» Work order: All of the data that follows should be given again exactly, without its images.

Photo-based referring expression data

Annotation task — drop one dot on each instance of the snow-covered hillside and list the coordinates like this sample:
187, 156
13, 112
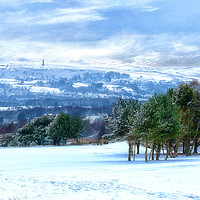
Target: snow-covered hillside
94, 172
23, 84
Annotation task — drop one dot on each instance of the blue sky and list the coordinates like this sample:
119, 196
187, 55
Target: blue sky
154, 33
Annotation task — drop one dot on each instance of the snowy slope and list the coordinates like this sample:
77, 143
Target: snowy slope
94, 172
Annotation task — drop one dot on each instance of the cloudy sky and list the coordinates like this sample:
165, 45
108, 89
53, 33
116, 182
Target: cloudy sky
155, 33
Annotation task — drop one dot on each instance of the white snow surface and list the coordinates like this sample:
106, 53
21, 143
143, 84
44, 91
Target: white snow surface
94, 173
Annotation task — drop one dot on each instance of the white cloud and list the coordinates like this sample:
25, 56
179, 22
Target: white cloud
179, 47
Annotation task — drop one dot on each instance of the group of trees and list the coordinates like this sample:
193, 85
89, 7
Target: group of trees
50, 130
164, 122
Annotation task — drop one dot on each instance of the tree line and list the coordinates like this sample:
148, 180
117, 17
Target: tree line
48, 130
163, 123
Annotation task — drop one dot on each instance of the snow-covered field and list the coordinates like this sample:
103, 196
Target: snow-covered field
94, 172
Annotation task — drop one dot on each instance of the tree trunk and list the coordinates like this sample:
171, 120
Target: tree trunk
134, 152
187, 148
138, 147
146, 151
183, 147
196, 146
158, 152
130, 151
153, 149
167, 154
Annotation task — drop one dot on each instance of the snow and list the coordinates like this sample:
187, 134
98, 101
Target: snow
44, 90
94, 172
77, 85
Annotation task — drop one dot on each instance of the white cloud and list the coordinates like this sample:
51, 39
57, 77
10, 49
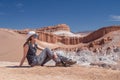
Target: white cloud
115, 17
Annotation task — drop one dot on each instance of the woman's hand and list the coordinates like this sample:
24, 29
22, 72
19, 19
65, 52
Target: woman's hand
26, 47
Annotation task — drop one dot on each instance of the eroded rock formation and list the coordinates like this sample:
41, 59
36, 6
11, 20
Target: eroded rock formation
46, 34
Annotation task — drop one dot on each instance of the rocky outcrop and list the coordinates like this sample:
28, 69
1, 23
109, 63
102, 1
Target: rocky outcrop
99, 33
46, 34
58, 27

» Final answer:
Annotation task — drop one dot on each instance of the snow-covered hillside and list the coordinates like this sample:
187, 156
13, 112
Target: snow-covered hillside
94, 172
23, 84
Annotation task — drop one dot on each instance of the blue sky and list the coordinates like this sample:
119, 196
187, 55
Target: blue sky
154, 33
Annotation task — drop one dot on each instance of the snowy slope and list the coordinates like this sample:
77, 143
Target: snowy slope
94, 172
Annotation task — drop one dot on each instance of the cloudy sky and list the coordinates like this sample:
165, 45
108, 89
53, 33
116, 182
Target: cloudy sky
155, 33
Annotation task — drop one dot on each instance of the white snow surface and list the coordinates like this sample:
106, 53
21, 143
143, 84
44, 91
Target: white snow surface
94, 173
Annotation task — drop one dot on each instance of the white cloud and list the coordinates like this sample:
25, 56
179, 22
Target: white cloud
179, 47
Annotation task — drop one dot on each instance of the group of trees and list the coordinates like this sample:
193, 85
89, 7
Target: group of trees
50, 130
164, 122
Annotation task — drop one dot on each instance of the tree line and list the coordinates like this sample:
148, 180
117, 17
Target: tree line
48, 130
163, 123
Annotation task — drop one dot on each instance of the snow-covered field and list the coordinates like this sample:
103, 196
Target: snow-covered field
94, 172
Annotation task — drop one dot on each instance of the tree trunk and list the coordinates like this sample:
171, 120
Target: tree trunk
134, 152
187, 148
138, 147
146, 151
183, 147
196, 146
158, 152
130, 151
153, 149
167, 154
Annotation task — drop one dot on each instance of the snow and list the coordinates like this sample:
187, 134
98, 101
Target: snow
44, 90
94, 172
77, 85
Annotation task — drop one dot on each instance of the white cloud and list the coordinates like this sample:
51, 39
57, 77
10, 49
Target: white cloud
115, 17
Annotation task — drop one dot on each instance of the woman's hand and list the coordinates like this sample:
24, 29
22, 72
19, 19
65, 52
Target: woman's hand
26, 47
Annotation task — drop one dot on each instance of the eroded rock formation and list the coordinates like this sample:
41, 59
36, 6
11, 20
Target: eroded rock formation
46, 34
Annotation task — drop one dot on each instance of the rocky outcrop and list the coordinates like this sample:
28, 69
1, 23
109, 63
102, 1
Target: rocky outcrop
99, 33
46, 34
58, 27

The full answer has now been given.